TO-DO ITEM A:
Put the lines of the listing, from its start up to and including the line with "box: [68, 207, 80, 221]", into a numbered list, leaving out blank lines and any pictures.

TEXT PROVIDED:
-=-=-

Despite budget cutbacks and a lack of support, U.S. military officials have pushed through upgrades and technology insertion for the nation's land- and sea-based atomic missiles, as well as for the nuclear arsenal's multi-layer command-and-control systems.
No one is indifferent when it comes to nuclear-tipped intercontinental ballistic missiles (ICBMs). These doomsday weapons represent one of the most politically volatile and emotional issues people have faced for more than half a century. These weapons are scary, and it's not hard to see why. Each missile can deliver about 10 times the destructive power of the bombs dropped in 1945 on Hiroshima and Nagasaki. Some of these missiles also carry multiple independently targetable re-entry vehicles (MIRVs), which increases their destructive power. The very existence of these weapons has induced ordinary citizens to build underground shelters in their backyards, was behind the "duck-and-cover" drop drills in public schools at the height of the Cold War, and sparked countless public protests since the 1960s.
Nevertheless, ballistic missiles represent the two most important legs of U.S. nuclear strategy, which is the traditional "nuclear triad" of land-based bomber aircraft, ICBMs, and submarine-launched ballistic missiles (SLBMs). The land- and sea-based ballistic missiles offer the big punch, are more hardened against enemy attack than the bombers are, and can be launched at their targets from thousands of miles away. Still, the long distances to their targets and the challenging environment of ocean-going submarines makes missile-guidance and command-and-control technologies for aiming and directing ballistic missiles a daunting challenge.

-=-=-

DATA SECTION:
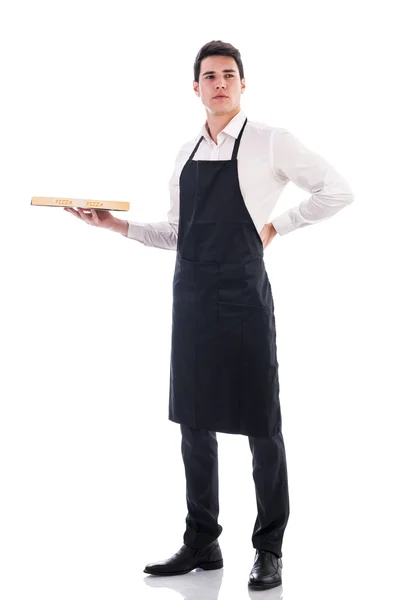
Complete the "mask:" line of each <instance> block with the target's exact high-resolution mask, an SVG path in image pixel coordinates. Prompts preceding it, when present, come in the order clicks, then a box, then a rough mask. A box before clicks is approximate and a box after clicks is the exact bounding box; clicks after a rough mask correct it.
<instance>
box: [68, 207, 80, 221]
mask: <svg viewBox="0 0 400 600" xmlns="http://www.w3.org/2000/svg"><path fill="white" fill-rule="evenodd" d="M64 210H66V211H67V212H69V213H70V214H71V215H75V216H76V217H78V219H81V218H82V217H81V215H80V214H79V213H77V212H76V210H74V209H73V208H71V207H70V206H65V207H64Z"/></svg>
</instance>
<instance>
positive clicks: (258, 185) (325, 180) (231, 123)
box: [128, 109, 354, 250]
mask: <svg viewBox="0 0 400 600" xmlns="http://www.w3.org/2000/svg"><path fill="white" fill-rule="evenodd" d="M245 118H246V115H245V113H244V111H243V109H242V110H240V111H239V113H238V114H237V115H235V116H234V117H233V118H232V119H231V120H230V121H229V123H228V124H227V125H226V127H225V128H224V129H223V130H222V131H221V132H220V133H219V134H218V136H217V144H215V143H214V141H213V140H212V139H211V137H210V135H209V133H208V131H207V128H206V124H205V123H204V125H203V126H202V127H201V130H200V132H199V133H198V134H197V136H196V137H195V138H192V139H191V140H189V141H188V142H186V143H185V144H183V146H182V147H181V148H180V150H179V152H178V155H177V158H176V161H175V168H174V172H173V174H172V177H171V179H170V181H169V192H170V209H169V211H168V212H167V221H161V222H158V223H139V222H135V221H128V224H129V227H128V237H129V238H131V239H134V240H137V241H139V242H141V243H142V244H144V245H145V246H154V247H156V248H165V249H167V250H176V247H177V239H178V224H179V176H180V173H181V171H182V168H183V166H184V165H185V163H186V161H187V160H188V158H189V156H190V154H191V152H192V150H193V148H194V147H195V145H196V143H197V141H198V140H199V138H200V137H201V136H204V139H203V140H202V142H201V144H200V146H199V148H198V149H197V151H196V153H195V155H194V156H193V160H197V159H199V160H227V159H230V158H231V157H232V152H233V146H234V143H235V140H236V138H237V137H238V135H239V133H240V130H241V128H242V125H243V123H244V120H245ZM237 160H238V176H239V186H240V190H241V192H242V196H243V199H244V202H245V204H246V207H247V210H248V211H249V214H250V216H251V218H252V219H253V221H254V224H255V227H256V229H257V231H258V233H260V231H261V229H262V228H263V227H264V225H265V224H266V223H267V222H268V219H269V216H270V214H271V213H272V211H273V209H274V207H275V205H276V203H277V201H278V198H279V196H280V195H281V193H282V191H283V189H284V187H285V186H286V185H287V183H288V182H289V181H292V182H293V183H295V184H296V185H297V186H298V187H300V188H301V189H303V190H305V191H307V192H309V193H310V194H311V195H310V196H308V197H307V198H306V199H305V200H303V201H302V202H300V204H298V205H297V206H295V207H293V208H290V209H289V210H287V211H286V212H284V213H282V214H280V215H278V216H277V217H275V219H273V220H272V224H273V226H274V228H275V229H276V231H277V232H278V234H279V235H285V234H287V233H290V232H291V231H294V230H295V229H299V228H300V227H306V226H307V225H313V224H314V223H319V222H321V221H324V220H325V219H329V218H330V217H332V216H333V215H334V214H336V213H337V212H338V211H339V210H341V209H342V208H344V207H345V206H347V205H348V204H350V203H351V202H353V200H354V196H353V193H352V191H351V189H350V187H349V184H348V183H347V181H346V180H345V179H344V178H343V177H342V176H341V175H340V174H339V173H338V172H337V171H336V169H334V167H332V166H331V165H330V164H329V163H328V162H327V161H326V160H325V159H324V158H322V157H321V156H320V155H318V154H316V153H315V152H313V151H312V150H310V149H309V148H307V147H306V146H304V144H302V142H301V141H300V140H299V139H297V138H296V137H295V136H294V135H293V134H292V133H291V132H290V131H288V130H287V129H284V128H282V127H272V126H269V125H267V124H265V123H259V122H255V121H247V123H246V127H245V128H244V131H243V134H242V138H241V141H240V145H239V151H238V155H237Z"/></svg>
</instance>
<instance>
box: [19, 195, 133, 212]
mask: <svg viewBox="0 0 400 600" xmlns="http://www.w3.org/2000/svg"><path fill="white" fill-rule="evenodd" d="M31 205H32V206H58V207H59V208H64V207H65V206H72V207H75V208H85V209H90V208H95V209H96V210H129V205H130V203H129V202H120V201H119V200H82V199H81V198H53V197H49V196H32V199H31Z"/></svg>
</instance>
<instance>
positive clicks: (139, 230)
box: [128, 221, 145, 244]
mask: <svg viewBox="0 0 400 600" xmlns="http://www.w3.org/2000/svg"><path fill="white" fill-rule="evenodd" d="M144 234H145V225H144V224H143V223H135V222H133V221H128V238H131V239H132V240H137V241H138V242H141V243H142V244H143V243H144Z"/></svg>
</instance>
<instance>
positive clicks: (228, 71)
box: [202, 69, 236, 77]
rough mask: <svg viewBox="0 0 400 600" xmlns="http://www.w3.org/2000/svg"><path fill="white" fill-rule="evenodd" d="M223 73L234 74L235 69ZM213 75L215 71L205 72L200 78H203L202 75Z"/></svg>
mask: <svg viewBox="0 0 400 600" xmlns="http://www.w3.org/2000/svg"><path fill="white" fill-rule="evenodd" d="M222 72H223V73H236V69H224V70H223V71H222ZM214 73H215V71H205V72H204V73H202V77H204V75H213V74H214Z"/></svg>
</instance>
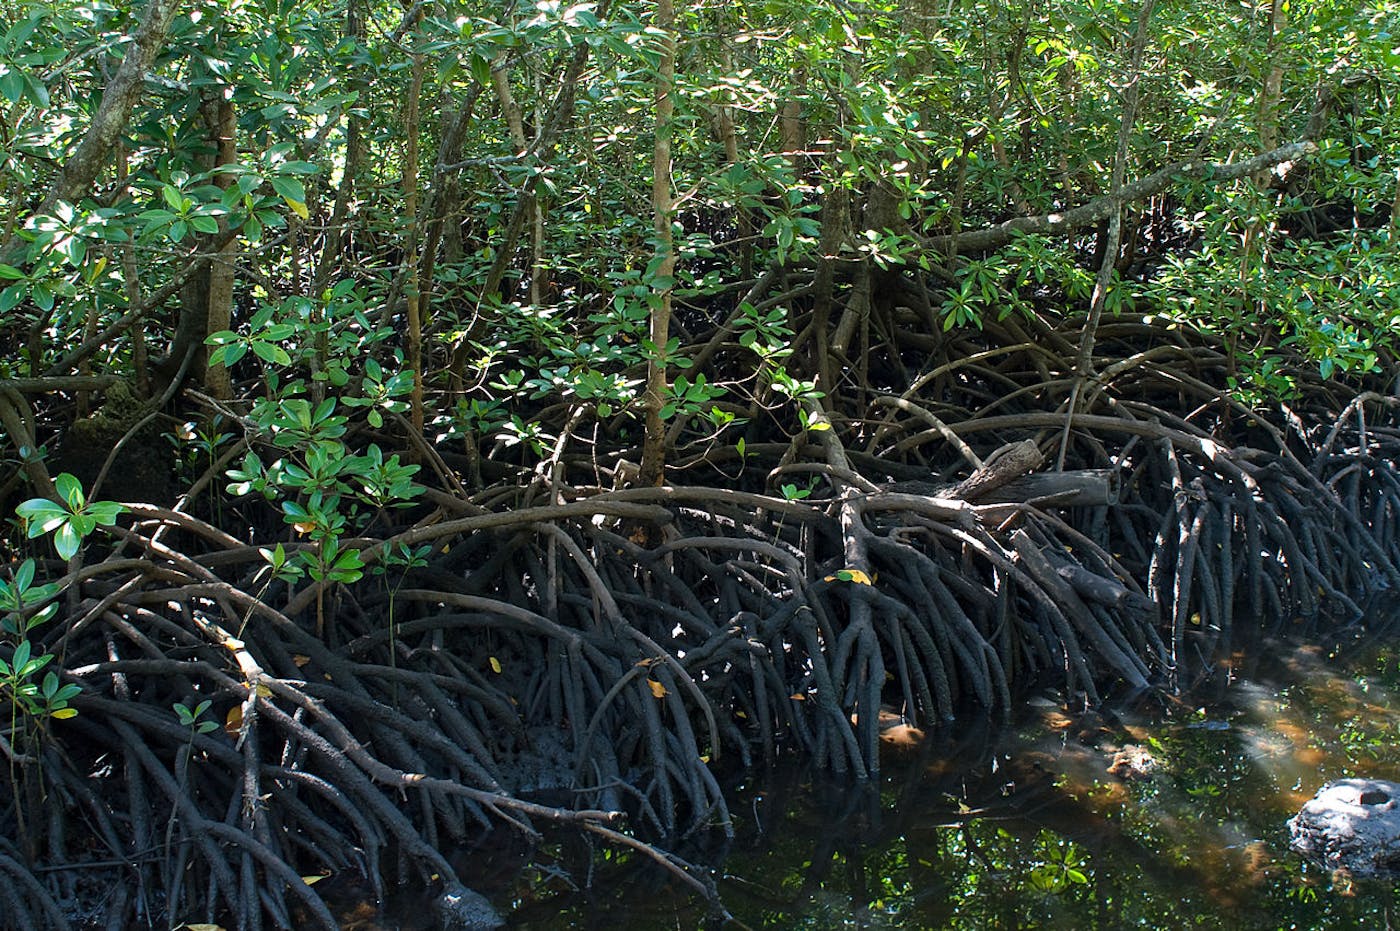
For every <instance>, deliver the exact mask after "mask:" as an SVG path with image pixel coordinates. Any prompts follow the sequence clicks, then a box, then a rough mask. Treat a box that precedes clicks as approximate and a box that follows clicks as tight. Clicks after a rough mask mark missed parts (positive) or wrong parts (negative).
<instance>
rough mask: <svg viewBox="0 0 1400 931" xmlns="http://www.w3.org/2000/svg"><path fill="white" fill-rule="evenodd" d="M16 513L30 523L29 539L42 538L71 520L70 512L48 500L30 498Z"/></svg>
mask: <svg viewBox="0 0 1400 931" xmlns="http://www.w3.org/2000/svg"><path fill="white" fill-rule="evenodd" d="M14 511H15V514H18V515H20V517H22V518H24V519H25V521H28V522H29V539H34V538H35V536H42V535H43V533H48V532H50V531H53V529H55V528H56V526H57V525H59V524H62V522H64V521H67V519H69V512H67V511H66V510H64V508H63V507H62V505H57V504H55V503H53V501H49V500H48V498H29V500H28V501H24V503H22V504H20V507H17V508H15V510H14Z"/></svg>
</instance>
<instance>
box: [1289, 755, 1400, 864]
mask: <svg viewBox="0 0 1400 931" xmlns="http://www.w3.org/2000/svg"><path fill="white" fill-rule="evenodd" d="M1288 836H1289V841H1288V843H1289V846H1291V847H1292V848H1294V850H1296V851H1298V853H1301V854H1303V855H1305V857H1310V858H1313V860H1316V861H1319V862H1322V864H1323V865H1324V867H1327V868H1329V869H1347V871H1350V872H1351V874H1352V875H1355V876H1394V875H1400V783H1387V781H1385V780H1375V778H1343V780H1337V781H1336V783H1327V784H1326V785H1323V787H1322V788H1320V790H1317V794H1316V795H1313V798H1312V801H1309V802H1308V804H1306V805H1303V809H1302V811H1301V812H1298V815H1295V816H1294V818H1291V819H1289V820H1288Z"/></svg>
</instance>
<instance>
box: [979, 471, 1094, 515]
mask: <svg viewBox="0 0 1400 931" xmlns="http://www.w3.org/2000/svg"><path fill="white" fill-rule="evenodd" d="M1030 501H1033V503H1037V504H1046V505H1053V507H1098V505H1112V504H1117V501H1119V476H1117V472H1116V470H1113V469H1079V470H1072V472H1037V473H1036V475H1023V476H1021V477H1018V479H1014V480H1011V482H1008V483H1007V484H1004V486H1001V487H1000V489H995V490H993V491H990V493H987V494H983V496H980V497H979V498H977V503H979V504H1018V503H1030Z"/></svg>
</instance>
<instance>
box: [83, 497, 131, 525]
mask: <svg viewBox="0 0 1400 931" xmlns="http://www.w3.org/2000/svg"><path fill="white" fill-rule="evenodd" d="M87 511H88V514H91V515H92V519H94V521H97V524H98V526H112V525H113V524H116V515H118V514H125V512H126V507H125V505H122V504H118V503H116V501H91V503H90V504H88V507H87Z"/></svg>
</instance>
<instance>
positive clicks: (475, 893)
mask: <svg viewBox="0 0 1400 931" xmlns="http://www.w3.org/2000/svg"><path fill="white" fill-rule="evenodd" d="M434 906H437V913H438V918H440V920H441V923H442V931H493V928H500V927H504V925H505V920H504V918H501V916H500V913H498V911H497V910H496V909H494V907H493V906H491V903H490V902H489V900H487V899H486V896H483V895H482V893H479V892H473V890H470V889H468V888H466V886H451V888H449V889H448V890H447V892H444V893H442V895H441V896H438V897H437V900H435V902H434Z"/></svg>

-=-=-

TO-DO ITEM B:
Answer these questions from the text on U.S. nuclear missiles.
(i) About how many times the destructive power of the 1945 bombs on Hiroshima and Nagasaki can each missile deliver?
(ii) What three components make up the traditional "nuclear triad"?
(iii) Since what decade have these weapons sparked public protests?

ANSWER SECTION A:
1. Complete the "mask:" line of each <instance> block with the target's exact high-resolution mask, an SVG path in image pixel coordinates. Prompts preceding it, when present, come in the order clicks, then a box, then a rough mask. A box before clicks is approximate and a box after clicks is the exact bounding box; clicks after a rough mask correct it.
2. <instance>
3. box: [68, 207, 80, 221]

ANSWER SECTION B:
(i) About 10 times.
(ii) Land-based bomber aircraft, ICBMs, and submarine-launched ballistic missiles (SLBMs).
(iii) The 1960s.